TEXT TO READ.

Knowledge Graph Representation PyTorch

Introduction

We provide code for several knowledge graph representation algorithms here, including TransE, TransH, TransR, and TransD.

Every algorithm has two programs. The program name without "Bernoulli" generates negative samples by corrupting head and tail entities with equal probabilities, otherwise, it generates negative samples by corrupting head and tail entities according to Bernoulli Distribution (See Knowledge Graph Embedding by Translating on Hyperplanes).

Code Structure

utils.py contains basic Triple class, its comparison, and other basic computations. It also contains the code for computing head-tail proportion for each relation, classifying relations into 1-1, 1-N, N-1 and N-N, and dividing triples according to them.

data.py contains various ways to generate negative triples and get a batch of training samples and its corresponding negative samples.

model.py contains our four models used in knowledge graph representation.

projection.py contains the projection functions used in TransH, TransR, and TransD.

loss.py contains the loss functions used in our algorithms, of which the most important is margin loss and orthogonal loss.

evaluation.py is evaluating the model in two metrics: meanrank and hits@10. We use multi-processing to speed up computation.

Usage

Our programs are all written in Python 3.6, using PyTorch as deep learning architecture. So, please install Python and PyTorch first to run our programs.

We also use hyperboard to display training and validation curve in real time. Users who are interested in hyperboard, please refer to https://github.com/WarBean/hyperboard.

Usage: python xxx.py [parameters]

Possible parameters includes:

-d [str]: Which dataset to use? Possible selections are FB13, FB15k, WN11, WN18.

-l [float]: Initial learning rate. Suitable for TransE and TransH. Default 0.001.

-l1 [float]: Learning rate for the first phase. Suitable for TransR and TransD. Default 0.001.

STATED EXERCISE 1. Reproduce verbatim the part of the listing below that runs from the line containing "the wood kitchen" down to the last line of the listing, with both of those lines included.

PROVIDED RECORDS.

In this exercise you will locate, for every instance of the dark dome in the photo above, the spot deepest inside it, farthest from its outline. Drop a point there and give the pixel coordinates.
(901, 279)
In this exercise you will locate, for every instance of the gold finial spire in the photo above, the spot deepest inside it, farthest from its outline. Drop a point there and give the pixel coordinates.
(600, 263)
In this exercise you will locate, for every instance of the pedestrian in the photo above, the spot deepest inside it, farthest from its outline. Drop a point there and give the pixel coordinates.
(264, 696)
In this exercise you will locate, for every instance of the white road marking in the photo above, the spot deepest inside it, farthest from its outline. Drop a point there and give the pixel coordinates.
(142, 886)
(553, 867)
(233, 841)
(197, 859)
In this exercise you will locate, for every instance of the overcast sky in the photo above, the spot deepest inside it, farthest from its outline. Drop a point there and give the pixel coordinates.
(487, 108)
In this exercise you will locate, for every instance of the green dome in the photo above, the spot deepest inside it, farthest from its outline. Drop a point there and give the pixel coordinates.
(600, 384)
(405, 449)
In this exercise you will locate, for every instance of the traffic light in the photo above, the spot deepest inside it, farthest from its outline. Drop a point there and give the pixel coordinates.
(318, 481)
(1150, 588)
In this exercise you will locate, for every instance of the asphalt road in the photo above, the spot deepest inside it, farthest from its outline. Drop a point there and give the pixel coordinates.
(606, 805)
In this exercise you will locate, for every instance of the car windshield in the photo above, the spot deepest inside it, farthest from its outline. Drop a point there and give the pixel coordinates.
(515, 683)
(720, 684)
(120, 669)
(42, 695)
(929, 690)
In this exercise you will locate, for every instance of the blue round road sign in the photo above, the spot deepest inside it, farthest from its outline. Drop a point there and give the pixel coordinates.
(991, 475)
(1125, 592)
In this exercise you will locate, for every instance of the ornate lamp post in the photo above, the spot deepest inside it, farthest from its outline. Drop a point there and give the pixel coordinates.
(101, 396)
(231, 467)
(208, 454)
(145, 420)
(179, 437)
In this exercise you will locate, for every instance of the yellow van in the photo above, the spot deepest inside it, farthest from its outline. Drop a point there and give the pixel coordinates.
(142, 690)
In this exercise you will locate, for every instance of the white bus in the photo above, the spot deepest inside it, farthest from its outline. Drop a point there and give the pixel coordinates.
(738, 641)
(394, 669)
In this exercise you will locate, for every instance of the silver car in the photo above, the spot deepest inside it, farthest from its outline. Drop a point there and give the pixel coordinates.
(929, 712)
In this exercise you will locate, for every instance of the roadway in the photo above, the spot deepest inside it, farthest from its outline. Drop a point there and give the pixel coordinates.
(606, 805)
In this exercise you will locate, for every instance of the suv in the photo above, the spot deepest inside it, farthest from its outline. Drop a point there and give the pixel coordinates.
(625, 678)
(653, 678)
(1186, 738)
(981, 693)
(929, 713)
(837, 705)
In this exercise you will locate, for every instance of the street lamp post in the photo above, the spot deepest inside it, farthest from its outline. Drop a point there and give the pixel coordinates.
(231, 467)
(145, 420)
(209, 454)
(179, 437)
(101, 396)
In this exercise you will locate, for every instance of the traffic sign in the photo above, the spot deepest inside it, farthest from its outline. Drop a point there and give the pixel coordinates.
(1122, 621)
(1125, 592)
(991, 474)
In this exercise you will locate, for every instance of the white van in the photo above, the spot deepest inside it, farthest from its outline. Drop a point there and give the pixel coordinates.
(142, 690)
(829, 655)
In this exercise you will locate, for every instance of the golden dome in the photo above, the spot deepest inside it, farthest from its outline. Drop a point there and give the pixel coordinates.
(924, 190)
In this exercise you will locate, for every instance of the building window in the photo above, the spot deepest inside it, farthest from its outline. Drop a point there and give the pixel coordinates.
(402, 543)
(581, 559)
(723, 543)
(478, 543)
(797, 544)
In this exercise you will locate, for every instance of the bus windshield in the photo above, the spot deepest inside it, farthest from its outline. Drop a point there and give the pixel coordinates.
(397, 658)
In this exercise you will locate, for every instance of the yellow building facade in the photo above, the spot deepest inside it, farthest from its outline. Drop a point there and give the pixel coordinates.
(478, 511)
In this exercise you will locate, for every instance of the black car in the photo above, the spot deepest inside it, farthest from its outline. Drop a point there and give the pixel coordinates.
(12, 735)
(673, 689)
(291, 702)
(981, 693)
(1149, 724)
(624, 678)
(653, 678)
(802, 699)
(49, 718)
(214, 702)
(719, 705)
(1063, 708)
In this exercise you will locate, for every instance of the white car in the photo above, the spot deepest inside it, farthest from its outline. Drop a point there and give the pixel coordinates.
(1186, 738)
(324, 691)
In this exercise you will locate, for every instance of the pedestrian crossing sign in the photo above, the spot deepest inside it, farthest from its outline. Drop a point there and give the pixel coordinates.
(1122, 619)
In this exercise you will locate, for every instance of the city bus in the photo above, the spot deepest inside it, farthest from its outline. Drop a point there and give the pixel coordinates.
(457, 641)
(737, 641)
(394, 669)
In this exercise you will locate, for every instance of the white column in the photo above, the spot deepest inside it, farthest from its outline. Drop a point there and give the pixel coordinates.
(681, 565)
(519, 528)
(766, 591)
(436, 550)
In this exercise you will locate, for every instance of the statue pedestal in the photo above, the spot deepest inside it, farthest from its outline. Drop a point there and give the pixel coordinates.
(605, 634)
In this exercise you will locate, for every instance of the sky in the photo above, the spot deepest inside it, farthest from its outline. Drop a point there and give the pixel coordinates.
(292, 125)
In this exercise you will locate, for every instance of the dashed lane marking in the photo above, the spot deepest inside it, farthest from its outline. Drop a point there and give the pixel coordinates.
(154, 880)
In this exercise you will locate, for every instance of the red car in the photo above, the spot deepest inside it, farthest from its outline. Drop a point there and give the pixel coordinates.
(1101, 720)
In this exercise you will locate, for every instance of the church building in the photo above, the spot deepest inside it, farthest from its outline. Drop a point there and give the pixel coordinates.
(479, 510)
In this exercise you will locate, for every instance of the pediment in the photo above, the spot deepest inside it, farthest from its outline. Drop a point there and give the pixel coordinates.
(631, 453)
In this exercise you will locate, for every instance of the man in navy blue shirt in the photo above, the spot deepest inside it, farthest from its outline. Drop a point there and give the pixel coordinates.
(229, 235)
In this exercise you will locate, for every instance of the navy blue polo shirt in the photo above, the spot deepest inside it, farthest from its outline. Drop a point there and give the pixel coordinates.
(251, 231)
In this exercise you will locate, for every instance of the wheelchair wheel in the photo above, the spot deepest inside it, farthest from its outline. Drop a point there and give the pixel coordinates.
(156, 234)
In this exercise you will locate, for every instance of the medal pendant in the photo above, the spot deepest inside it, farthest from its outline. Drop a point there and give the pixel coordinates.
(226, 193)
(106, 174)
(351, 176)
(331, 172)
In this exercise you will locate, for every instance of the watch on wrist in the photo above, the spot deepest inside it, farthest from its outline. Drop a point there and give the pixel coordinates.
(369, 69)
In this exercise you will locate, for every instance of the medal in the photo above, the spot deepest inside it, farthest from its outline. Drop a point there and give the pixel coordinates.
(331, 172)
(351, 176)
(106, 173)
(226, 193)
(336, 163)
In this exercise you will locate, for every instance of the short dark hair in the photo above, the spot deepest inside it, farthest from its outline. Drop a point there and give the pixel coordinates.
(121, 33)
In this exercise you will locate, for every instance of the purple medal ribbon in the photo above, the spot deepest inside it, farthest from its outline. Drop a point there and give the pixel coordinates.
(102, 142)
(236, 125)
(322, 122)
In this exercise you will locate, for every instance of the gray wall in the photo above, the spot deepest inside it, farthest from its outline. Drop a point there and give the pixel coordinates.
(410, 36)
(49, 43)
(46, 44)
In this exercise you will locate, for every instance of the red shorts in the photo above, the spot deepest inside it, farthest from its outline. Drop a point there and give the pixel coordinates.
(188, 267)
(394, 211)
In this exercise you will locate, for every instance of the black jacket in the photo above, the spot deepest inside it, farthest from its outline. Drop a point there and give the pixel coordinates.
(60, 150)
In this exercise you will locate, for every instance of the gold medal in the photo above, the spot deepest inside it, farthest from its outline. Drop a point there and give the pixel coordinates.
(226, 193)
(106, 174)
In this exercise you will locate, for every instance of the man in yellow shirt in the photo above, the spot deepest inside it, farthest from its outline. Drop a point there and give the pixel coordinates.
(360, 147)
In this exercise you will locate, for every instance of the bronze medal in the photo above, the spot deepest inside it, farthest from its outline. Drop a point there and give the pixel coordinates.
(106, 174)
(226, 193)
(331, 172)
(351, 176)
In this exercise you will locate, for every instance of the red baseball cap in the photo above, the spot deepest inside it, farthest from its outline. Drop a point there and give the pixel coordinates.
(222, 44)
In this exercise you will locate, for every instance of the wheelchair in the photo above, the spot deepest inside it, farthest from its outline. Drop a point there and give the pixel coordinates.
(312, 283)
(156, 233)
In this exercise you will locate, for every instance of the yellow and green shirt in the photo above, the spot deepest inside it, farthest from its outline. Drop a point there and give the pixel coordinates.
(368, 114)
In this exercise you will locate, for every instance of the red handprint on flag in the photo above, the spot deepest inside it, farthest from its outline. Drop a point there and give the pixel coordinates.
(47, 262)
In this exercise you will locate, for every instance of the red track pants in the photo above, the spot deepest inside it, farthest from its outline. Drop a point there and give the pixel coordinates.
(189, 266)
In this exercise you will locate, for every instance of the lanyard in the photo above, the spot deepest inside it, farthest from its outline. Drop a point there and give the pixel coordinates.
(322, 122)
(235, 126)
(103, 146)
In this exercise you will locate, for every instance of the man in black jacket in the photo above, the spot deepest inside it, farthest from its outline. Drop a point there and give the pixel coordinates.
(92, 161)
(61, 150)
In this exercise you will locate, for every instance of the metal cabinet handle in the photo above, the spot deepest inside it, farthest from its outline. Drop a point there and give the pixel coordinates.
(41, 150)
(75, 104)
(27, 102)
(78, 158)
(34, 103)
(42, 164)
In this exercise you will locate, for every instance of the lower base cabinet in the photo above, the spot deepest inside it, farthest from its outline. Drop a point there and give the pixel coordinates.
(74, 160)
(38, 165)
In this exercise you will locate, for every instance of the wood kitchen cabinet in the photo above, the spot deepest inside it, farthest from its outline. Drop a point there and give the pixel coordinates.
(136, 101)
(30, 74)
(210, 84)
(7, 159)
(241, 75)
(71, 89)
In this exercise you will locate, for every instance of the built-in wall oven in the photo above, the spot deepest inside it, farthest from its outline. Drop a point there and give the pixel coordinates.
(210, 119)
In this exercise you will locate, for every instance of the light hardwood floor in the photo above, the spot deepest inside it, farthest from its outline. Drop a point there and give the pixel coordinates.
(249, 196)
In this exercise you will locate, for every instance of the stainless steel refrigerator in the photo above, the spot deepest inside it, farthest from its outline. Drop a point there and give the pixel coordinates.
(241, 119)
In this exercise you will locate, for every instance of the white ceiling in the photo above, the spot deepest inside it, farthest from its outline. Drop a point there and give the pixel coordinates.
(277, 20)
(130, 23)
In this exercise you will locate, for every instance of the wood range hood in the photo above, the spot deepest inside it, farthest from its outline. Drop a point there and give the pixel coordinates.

STATED EXERCISE 2. Write the next part of the knowledge graph representation README, beginning after its final line.

EXPECTED ANSWER 1.
In this exercise you will locate, for every instance of the wood kitchen cabinet in the photo above, the spot deepest inside it, farthest from its outline. Drop a point there and give the pixel coordinates.
(136, 101)
(30, 74)
(210, 84)
(7, 159)
(241, 75)
(71, 89)
In this exercise you will locate, for every instance of the built-in wall oven in the photo above, the spot deepest inside it, farthest from its outline. Drop a point there and give the pixel coordinates.
(210, 119)
In this exercise you will locate, for every instance of the light hardwood floor in the photo above, the spot deepest inside it, farthest from its outline. Drop a point there and give the pixel coordinates.
(249, 196)
In this exercise you will locate, for every instance of the stainless steel refrigerator in the photo above, the spot deepest inside it, farthest from its outline. Drop a point there and give the pixel coordinates.
(241, 119)
In this exercise you will locate, for every instance of the white ceiling in the photo above, the spot deepest inside it, farthest from its outline. Drop a point there and give the pixel coordinates.
(277, 20)
(130, 23)
In this exercise you will locate, for every instance of the wood range hood in the photo above, the spot deepest inside it, farthest from its outline. Drop a point there and give the pixel coordinates.

EXPECTED ANSWER 2.
-l2 [float]: Initial learning rate for the second phase, if -es set to > 0. Suitable for TransR and TransD. Default 0.0005.

-es [int]: Number of times for decrease of learning rate. If set to 0, no learning rate decrease will occur. Default 0.

-L [int]: If set to 1, it will use L1 as dissimilarity, otherwise L2. Default 1.

-em [int]: Embedding size of entities and relations. Default 100.

-nb [int]: How many batches to train in one epoch. Default 100.

-n [int]: Maximum number of epochs to train. Default 1,000.

-m [float]: Margin of margin loss. Default 1.0.

-f [int]: Whether to filter false negative triples in training, validating and testing. If set to 1, they will be filtered. Default 1.

-mo [float]: Momentum of optimizers. Default 0.9.

-s [int]: Fix the random seed, except for 0, which means no random seed is fixed. Default 0.

-op [int]: Which optimizer to choose. If set to 0, Stochastic Gradient Descent (SGD) will be used. If set to 1, Adam will be used. Default 1.

-p [int]: Port number used by hyperboard. Default 5000.

-np [int]: Number of processes when evaluating. Default 4.

Evaluation result on the test set will be written into ./result/[dataset].txt, such as ./result/FB15k.txt. It consists of Hits@10 and MeanRank on the whole test set, as well as Hits@10 and MeanRank on 1-1, 1-N, N-1, N-N subsets, when predicting head and tail, respectively.